== GIVEN RECORDS ==
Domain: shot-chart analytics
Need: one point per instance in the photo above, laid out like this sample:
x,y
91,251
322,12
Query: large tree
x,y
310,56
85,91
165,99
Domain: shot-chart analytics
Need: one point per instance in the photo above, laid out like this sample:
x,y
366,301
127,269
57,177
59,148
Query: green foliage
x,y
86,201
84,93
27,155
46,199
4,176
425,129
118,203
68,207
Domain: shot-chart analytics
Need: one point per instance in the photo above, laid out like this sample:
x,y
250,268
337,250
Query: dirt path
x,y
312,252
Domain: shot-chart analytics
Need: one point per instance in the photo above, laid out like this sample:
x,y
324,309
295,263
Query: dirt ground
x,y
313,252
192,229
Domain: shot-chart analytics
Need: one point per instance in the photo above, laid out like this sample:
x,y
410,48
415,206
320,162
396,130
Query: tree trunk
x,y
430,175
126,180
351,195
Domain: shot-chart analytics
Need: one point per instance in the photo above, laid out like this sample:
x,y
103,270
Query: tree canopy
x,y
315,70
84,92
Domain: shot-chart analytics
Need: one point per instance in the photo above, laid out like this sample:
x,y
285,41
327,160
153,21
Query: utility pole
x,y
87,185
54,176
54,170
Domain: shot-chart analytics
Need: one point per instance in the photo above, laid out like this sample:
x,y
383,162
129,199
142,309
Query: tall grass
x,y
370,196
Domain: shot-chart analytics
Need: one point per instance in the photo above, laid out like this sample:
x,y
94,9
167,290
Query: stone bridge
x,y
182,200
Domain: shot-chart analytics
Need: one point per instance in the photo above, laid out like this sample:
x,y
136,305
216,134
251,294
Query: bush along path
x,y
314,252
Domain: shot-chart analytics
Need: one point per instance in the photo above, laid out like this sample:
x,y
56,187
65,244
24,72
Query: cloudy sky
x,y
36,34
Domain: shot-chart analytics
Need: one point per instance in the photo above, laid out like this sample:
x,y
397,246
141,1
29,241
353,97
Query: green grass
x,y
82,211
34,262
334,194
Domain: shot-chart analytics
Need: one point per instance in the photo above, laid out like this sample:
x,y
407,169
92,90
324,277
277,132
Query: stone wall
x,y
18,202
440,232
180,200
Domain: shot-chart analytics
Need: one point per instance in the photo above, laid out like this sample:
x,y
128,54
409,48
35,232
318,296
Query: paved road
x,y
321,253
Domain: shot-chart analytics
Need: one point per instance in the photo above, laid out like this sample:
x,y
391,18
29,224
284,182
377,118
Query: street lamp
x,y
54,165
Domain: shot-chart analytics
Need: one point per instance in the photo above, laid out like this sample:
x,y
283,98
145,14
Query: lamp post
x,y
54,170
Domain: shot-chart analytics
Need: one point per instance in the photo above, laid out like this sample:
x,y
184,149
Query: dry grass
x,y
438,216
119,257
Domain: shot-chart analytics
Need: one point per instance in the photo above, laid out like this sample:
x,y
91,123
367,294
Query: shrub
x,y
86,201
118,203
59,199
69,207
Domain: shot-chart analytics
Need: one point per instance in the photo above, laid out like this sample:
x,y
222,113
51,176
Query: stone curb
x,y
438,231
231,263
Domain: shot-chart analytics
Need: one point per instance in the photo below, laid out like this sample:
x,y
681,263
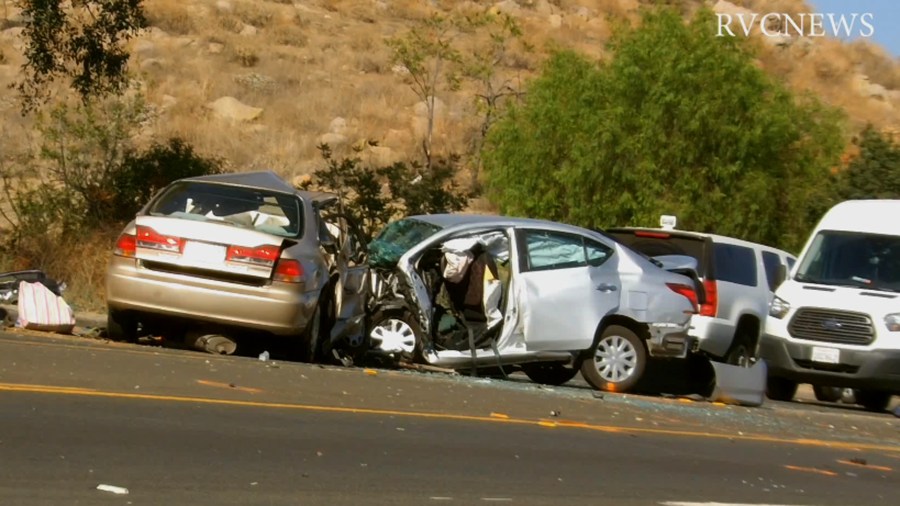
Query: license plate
x,y
826,355
203,252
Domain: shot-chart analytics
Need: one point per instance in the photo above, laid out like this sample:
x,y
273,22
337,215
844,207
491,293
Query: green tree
x,y
677,122
875,172
82,41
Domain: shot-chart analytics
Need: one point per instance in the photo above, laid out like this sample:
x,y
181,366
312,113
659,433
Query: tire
x,y
549,373
400,330
121,326
310,341
873,400
780,389
617,361
828,394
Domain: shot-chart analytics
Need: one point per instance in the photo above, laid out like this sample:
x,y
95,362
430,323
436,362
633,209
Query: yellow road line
x,y
841,445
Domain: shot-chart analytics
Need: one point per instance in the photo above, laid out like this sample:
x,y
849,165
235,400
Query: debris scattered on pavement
x,y
113,489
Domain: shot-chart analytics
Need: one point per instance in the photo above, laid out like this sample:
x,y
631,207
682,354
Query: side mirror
x,y
780,275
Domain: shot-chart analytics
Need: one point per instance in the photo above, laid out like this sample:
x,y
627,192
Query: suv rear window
x,y
771,261
653,243
736,264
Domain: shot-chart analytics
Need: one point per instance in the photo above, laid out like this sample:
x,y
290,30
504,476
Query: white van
x,y
835,321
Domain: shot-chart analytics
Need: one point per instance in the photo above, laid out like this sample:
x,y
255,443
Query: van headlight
x,y
892,321
779,307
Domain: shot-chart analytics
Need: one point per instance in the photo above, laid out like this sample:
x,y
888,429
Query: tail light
x,y
265,255
711,307
686,291
288,270
126,246
148,238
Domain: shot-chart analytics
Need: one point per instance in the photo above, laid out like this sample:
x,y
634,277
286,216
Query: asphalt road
x,y
179,427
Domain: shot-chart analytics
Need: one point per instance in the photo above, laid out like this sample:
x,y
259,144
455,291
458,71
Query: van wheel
x,y
617,362
550,373
780,389
873,400
828,394
396,331
121,326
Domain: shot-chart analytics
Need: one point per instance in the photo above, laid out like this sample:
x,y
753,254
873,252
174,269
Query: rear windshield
x,y
397,238
253,208
652,243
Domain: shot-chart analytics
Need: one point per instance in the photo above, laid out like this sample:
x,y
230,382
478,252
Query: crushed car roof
x,y
451,220
265,179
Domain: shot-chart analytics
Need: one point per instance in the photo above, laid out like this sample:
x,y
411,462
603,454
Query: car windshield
x,y
253,208
396,239
852,259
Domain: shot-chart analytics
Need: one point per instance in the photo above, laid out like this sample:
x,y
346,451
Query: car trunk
x,y
206,249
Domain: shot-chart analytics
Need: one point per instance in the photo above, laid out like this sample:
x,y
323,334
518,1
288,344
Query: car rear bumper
x,y
670,340
864,369
278,308
714,334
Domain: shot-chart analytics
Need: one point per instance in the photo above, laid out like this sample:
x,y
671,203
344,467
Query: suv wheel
x,y
617,362
780,389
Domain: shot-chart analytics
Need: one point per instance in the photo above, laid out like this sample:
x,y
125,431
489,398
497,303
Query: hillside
x,y
301,72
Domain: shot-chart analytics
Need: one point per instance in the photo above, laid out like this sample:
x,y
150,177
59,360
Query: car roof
x,y
446,220
716,238
265,179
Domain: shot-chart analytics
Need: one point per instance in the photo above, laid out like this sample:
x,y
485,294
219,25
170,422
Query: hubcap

== WORK REQUEST ==
Output the records exactly, pictures excluded.

== TASK RESULT ==
Domain: shot-chart analytics
Need: one point per instance in the photo above, laid out like this sample:
x,y
91,251
322,12
Query: large tree
x,y
310,56
85,91
165,99
Domain: shot-chart analytics
Need: one point per instance in the photo above, laid out like this sample:
x,y
366,301
127,269
57,177
59,148
Query: green foliage
x,y
86,201
84,93
27,155
46,199
4,176
425,129
118,203
68,207
Domain: shot-chart analytics
Need: one point per instance in the photo above, laid out like this sample:
x,y
250,268
337,250
Query: dirt path
x,y
312,252
Domain: shot-chart analytics
Need: one point per instance in the photo above, laid out like this sample:
x,y
324,309
295,263
Query: dirt ground
x,y
313,252
192,229
Domain: shot-chart analytics
Need: one point per instance in the photo above, laid out like this sample:
x,y
410,48
415,206
320,162
396,130
Query: tree trunk
x,y
430,175
126,180
351,195
Domain: shot-chart analytics
Need: one point per instance in the photo above, laid out like this sample:
x,y
103,270
Query: tree canopy
x,y
315,70
84,92
Domain: shot-chart analytics
Need: one point per instance in the photo above, laid out like this sample:
x,y
285,41
327,160
153,21
Query: utility pole
x,y
87,185
54,176
54,170
Domain: shot-chart analytics
Need: one point per instance in the photo above, laid out like this sample:
x,y
383,162
129,199
142,309
Query: tall grass
x,y
370,196
Domain: shot-chart analytics
Need: one point per instance in the photo above, laid out like this sample:
x,y
94,9
167,290
Query: stone bridge
x,y
182,200
Domain: shot-chart analytics
Need: one point per instance in the photo above, laid out like this sample:
x,y
136,305
216,134
251,294
Query: bush along path
x,y
314,252
Domain: shot-chart analytics
Need: one point per instance in the photo above, laid out like this sample:
x,y
56,187
65,244
24,72
Query: cloudy sky
x,y
36,34
Domain: shot-chart analytics
Need: one point per instance in the photo above, laid out like this sample:
x,y
397,246
141,1
29,241
353,97
Query: green grass
x,y
82,211
34,262
334,194
Domain: shot-chart analytics
Need: one point per instance in the photo above, laid out like this sample:
x,y
407,169
92,90
324,277
277,132
Query: stone wall
x,y
18,202
440,232
180,200
Domain: shot-chart analytics
Need: one point per instance in the photo above, laid out like this sample:
x,y
128,54
409,48
35,232
318,296
Query: paved road
x,y
321,253
Domain: shot-chart analytics
Need: one point per instance in the photo above, laid out like this sample:
x,y
391,18
29,224
284,182
377,118
Query: street lamp
x,y
54,165
Domain: shot-chart analytics
Need: one point per instance in the photo above, laid out like this sample:
x,y
283,98
145,14
Query: lamp post
x,y
54,170
Domain: shot-chart analytics
Need: one point per instance in the photo above, laid out like this sample:
x,y
184,149
Query: dry grass
x,y
438,216
119,257
Domain: shot-chart analytics
Need: one point per instance in the photo above, laid out like this sample:
x,y
91,123
367,294
Query: shrub
x,y
86,201
118,203
59,199
69,207
Domain: shot-chart analytics
Need: one point per instance in the photo above, laid out like this sample:
x,y
222,113
51,176
Query: stone curb
x,y
438,231
231,263
Domain: shot-chart analytics
Need: one point per instance in the photo below, laid out like this sample:
x,y
681,263
Query: license plate
x,y
826,355
203,252
Domain: shot-chart analytics
Need: one point per instance in the photo above, laid out like this sample:
x,y
273,22
337,215
844,207
491,293
Query: green tree
x,y
677,122
875,172
82,41
Domain: shot-chart analytics
Need: one point per instance in the photo above, laid out like this sample:
x,y
181,366
312,113
659,433
Query: tire
x,y
549,373
400,330
121,326
310,341
873,400
780,389
617,361
828,394
Domain: shot-chart analytics
Need: one point per instance in the photo above, laid out like this sample:
x,y
95,362
430,323
436,362
633,209
Query: yellow road line
x,y
841,445
Domain: shot-chart analytics
Need: one point per instance in the photo above, laid out like this sample:
x,y
849,165
235,400
Query: debris scattered on pavement
x,y
113,489
Domain: shot-chart analytics
Need: one point per instance in the photo above, laid out like this sample:
x,y
631,207
682,354
Query: side mirror
x,y
780,275
Domain: shot-chart analytics
Need: one point per instance in the photo above, laid out like this sample:
x,y
627,192
Query: suv rear window
x,y
771,261
653,243
736,264
Domain: shot-chart analytics
Need: one point per instance in the photo above, laid out like this sample:
x,y
290,30
504,476
Query: white van
x,y
835,321
Domain: shot-chart analytics
Need: one point per instance in the photo above, laid out like this sample:
x,y
255,443
Query: van headlight
x,y
892,321
779,307
Domain: shot-chart analytics
Need: one point per instance in the photo above, laid out like this sample:
x,y
888,429
Query: tail light
x,y
265,255
711,307
686,291
288,270
126,246
148,238
Domain: shot-chart analytics
Need: one point per instance in the photo above, laid out like this sample:
x,y
634,277
286,216
Query: asphalt road
x,y
179,427
Domain: shot-chart analytics
Need: one point per instance in the photo above, laid out like this sample:
x,y
259,144
455,291
458,71
Query: van wheel
x,y
617,362
550,373
780,389
873,400
828,394
396,331
121,326
Domain: shot-chart analytics
Need: one point per instance in the photo above, laid out like this sample:
x,y
753,254
873,252
174,269
Query: rear windshield
x,y
397,238
253,208
652,243
Domain: shot-chart analytics
Need: one point per instance in the photo above, laid out like this sample:
x,y
230,382
478,252
Query: crushed car roof
x,y
451,220
265,179
Domain: shot-chart analytics
Need: one point per instance in the photo above, laid out like this sample:
x,y
411,462
603,454
Query: car windshield
x,y
253,208
396,239
852,259
Domain: shot-chart analytics
Need: one point per instance in the photo above, laid out like this sample:
x,y
346,451
Query: car trunk
x,y
206,249
Domain: shot-chart analytics
Need: one point per instance in the photo above, laid out like this sample:
x,y
323,334
518,1
288,344
Query: car rear bumper
x,y
670,340
864,369
278,308
714,334
Domain: shot-chart analytics
Need: one point per instance in the photo above, laid out like this sample:
x,y
671,203
344,467
Query: suv wheel
x,y
617,362
780,389
Domain: shot-chart analytics
Need: one point per instance in the photo above, laid out like this sample:
x,y
125,431
489,398
497,303
Query: hillside
x,y
301,72
Domain: shot-chart analytics
Need: one point per instance in the photo above, laid out like this sample:
x,y
150,177
59,360
Query: car roof
x,y
446,220
716,238
265,179
Domain: shot-chart analytics
Need: one point per instance in the photo above, laid out like this sample:
x,y
485,294
219,25
170,422
Query: hubcap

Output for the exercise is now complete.